### [WHAT TO DO]
1. Recast the records as a Markdown table with the columns No. and Line, one row per line and no rows for blank lines. Begin at the line that contains "Practice step: pick out every instance of the woman's hand" and stop after the line that contains "[(782, 925), (787, 927)]".
2. Continue the message about printing gum from continuous tone negatives, picking up after its last sentence.

### [TEXT SHOWN]
--*--
Re: Dots of gum?

From: Judy Seigel ^lt;jseigel@panix.com>
Date: 02/19/05-12:14:02 AM Z
Message-id: <Pine.NEB.4.61.0502190024210.28370@panix3.panix.com>

On Fri, 18 Feb 2005, Katharine Thayer wrote:

> Well, this would all make sense except for one problem: it seems to rest
> on an assumption that a continuous tone negative doesn't print as well
> in gum as a negative made of dots, which I would have to dispute on the
> basis of my own experience.

I'm in a state currently where I have trouble remembering this morning,
let alone what I said last week (not senility, I believe, just overload),
but I think this has been taken a step further than my meaning. (And note
my final, "If the premise is true.")

I didn't mean to say that "a continuous tone negative doesn't print as
well" as a dot negative, although "well" would also depend on the
variables of original, exposure, intention, formula, substrate, etc. etc.
Certainly most of my gum experience has been exactly with continuous tone
negatives, and I thought they printed quite nicely, thank you -- once I
learned a thing or three (thanks to the 21-step) and did about 100000 size
and hardening and paper and pigment tests.
--*--
### [DATA PROVIDED]
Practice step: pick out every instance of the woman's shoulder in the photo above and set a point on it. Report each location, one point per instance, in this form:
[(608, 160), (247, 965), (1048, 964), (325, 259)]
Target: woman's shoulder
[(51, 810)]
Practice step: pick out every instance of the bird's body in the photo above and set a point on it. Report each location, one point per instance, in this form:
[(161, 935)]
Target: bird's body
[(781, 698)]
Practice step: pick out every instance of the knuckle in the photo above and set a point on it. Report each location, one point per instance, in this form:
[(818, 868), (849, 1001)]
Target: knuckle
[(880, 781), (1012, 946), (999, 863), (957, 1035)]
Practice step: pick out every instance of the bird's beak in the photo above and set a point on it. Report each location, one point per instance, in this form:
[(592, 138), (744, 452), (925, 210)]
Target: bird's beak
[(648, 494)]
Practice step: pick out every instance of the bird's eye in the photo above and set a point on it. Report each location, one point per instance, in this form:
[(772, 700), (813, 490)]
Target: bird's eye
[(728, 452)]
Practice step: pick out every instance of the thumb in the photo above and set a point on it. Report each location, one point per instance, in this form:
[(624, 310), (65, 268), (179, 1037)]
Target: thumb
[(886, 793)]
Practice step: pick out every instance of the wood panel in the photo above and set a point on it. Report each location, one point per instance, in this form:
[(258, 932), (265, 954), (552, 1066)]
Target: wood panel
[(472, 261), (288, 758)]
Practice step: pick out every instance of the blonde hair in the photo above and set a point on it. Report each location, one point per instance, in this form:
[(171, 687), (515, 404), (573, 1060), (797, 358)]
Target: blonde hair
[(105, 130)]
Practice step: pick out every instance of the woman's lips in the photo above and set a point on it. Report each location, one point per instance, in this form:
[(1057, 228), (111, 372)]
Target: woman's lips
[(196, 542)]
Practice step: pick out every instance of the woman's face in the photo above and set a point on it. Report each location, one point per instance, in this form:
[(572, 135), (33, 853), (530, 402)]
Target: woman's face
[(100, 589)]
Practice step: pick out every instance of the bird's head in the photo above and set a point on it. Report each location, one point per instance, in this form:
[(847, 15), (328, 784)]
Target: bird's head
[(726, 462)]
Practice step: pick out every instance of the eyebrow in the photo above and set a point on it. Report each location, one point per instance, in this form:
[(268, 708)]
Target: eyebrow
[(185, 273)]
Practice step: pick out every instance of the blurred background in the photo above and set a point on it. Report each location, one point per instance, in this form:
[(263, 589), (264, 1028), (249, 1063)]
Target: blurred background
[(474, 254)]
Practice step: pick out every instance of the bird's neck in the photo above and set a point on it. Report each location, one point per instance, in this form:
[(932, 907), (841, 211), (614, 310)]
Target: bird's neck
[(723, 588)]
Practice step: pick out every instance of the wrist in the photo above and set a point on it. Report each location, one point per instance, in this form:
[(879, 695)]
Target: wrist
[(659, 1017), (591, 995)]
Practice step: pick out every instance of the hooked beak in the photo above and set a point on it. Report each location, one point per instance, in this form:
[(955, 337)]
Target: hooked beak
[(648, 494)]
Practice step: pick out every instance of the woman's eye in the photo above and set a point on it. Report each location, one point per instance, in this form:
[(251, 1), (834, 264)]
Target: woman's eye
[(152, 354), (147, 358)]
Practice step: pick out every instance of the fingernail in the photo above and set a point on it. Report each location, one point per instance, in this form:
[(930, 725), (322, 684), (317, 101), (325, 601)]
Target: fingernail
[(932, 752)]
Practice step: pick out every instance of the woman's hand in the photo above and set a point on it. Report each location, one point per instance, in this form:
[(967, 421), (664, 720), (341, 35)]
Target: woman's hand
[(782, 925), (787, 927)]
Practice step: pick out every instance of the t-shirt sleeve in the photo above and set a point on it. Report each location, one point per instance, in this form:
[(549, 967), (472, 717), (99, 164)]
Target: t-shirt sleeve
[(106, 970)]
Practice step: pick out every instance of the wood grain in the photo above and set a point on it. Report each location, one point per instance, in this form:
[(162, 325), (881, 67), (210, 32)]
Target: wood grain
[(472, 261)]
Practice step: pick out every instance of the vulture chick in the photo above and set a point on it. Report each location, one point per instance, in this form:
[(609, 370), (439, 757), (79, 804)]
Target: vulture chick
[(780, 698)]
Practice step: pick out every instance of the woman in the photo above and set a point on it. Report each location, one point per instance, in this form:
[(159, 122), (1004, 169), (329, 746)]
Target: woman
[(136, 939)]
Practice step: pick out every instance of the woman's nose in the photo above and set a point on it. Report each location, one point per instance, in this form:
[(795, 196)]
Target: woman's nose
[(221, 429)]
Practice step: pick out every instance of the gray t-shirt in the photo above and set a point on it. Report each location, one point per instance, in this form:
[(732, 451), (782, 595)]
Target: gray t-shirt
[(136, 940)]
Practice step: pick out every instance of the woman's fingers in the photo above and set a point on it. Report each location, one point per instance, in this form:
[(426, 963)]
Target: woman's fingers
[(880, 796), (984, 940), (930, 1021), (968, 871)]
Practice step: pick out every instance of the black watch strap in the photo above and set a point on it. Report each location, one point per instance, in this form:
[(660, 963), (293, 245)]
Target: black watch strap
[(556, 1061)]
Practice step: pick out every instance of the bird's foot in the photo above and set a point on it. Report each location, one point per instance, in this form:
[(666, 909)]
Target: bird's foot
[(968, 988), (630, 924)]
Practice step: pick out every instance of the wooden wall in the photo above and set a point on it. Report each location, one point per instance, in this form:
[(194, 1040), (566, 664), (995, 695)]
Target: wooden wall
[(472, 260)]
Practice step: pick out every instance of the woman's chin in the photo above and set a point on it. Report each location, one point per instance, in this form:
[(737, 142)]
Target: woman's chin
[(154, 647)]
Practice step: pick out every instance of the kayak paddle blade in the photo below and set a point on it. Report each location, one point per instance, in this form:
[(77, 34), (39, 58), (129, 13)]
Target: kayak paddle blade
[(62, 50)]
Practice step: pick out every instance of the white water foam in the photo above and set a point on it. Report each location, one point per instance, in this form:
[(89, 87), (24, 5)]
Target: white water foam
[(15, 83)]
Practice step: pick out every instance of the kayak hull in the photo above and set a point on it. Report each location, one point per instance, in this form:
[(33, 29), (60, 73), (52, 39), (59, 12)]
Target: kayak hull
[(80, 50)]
--*--
### [OUTPUTS BY TASK]
1.
| No. | Line |
|---|---|
| 1 | Practice step: pick out every instance of the woman's hand in the photo above and set a point on it. Report each location, one point per instance, in this form: |
| 2 | [(967, 421), (664, 720), (341, 35)] |
| 3 | Target: woman's hand |
| 4 | [(782, 925), (787, 927)] |

2.
My *recollection* is that the subject from which these points grew was
getting gum emulsion to stick to a hard slick surface.... thus my surmise
that that would be *easier* with a dot negative, for the reasons stated.
But since the subject is on the table -- for SURE, it's easier to print on
paper with a continuous tone neg than on glass with heaven's most perfect
dot.

I would guess furthermore that the only way to determine such (possibly
theoretical) "better negative" across the board would be by ACTUAL TEST.
And given the different findings we all find (I mean imagine Don Bryant
finding that heat-drying cyano blotches LESS, or Katharine finding that
she can print without a gelatin size and not get pigment stain), that's
probably useless.

On the 3rd (4th?) hand, aren't some dot screens configured in squares,
pyramids, triangles, whatever, so everything (image and surround) has, if
not the same shape, the same straight edge? Then, who was it added that
the really killer dots have softened edges? -- which might in a way mimic
the "softness" of continuous tone...?

Had enough?

PS. But thanks for the prize.

Judy

>> I don't think the issue is whether you're printing "dots" or their
>> surround. That is, it's not the *shape*; it's the construction. A contone
>> negative has unequal density (for the highlights or shadows depending on
>> whether positive or a negative) that gets fainter and fainter until some
>> of the marks are thin and light. That is, more "off" than "on," plus lots
>> of inbetween. The fainter marks are less exposed, less substantial, than
>> fully exposed, and their emulsion therefore more easily washed away.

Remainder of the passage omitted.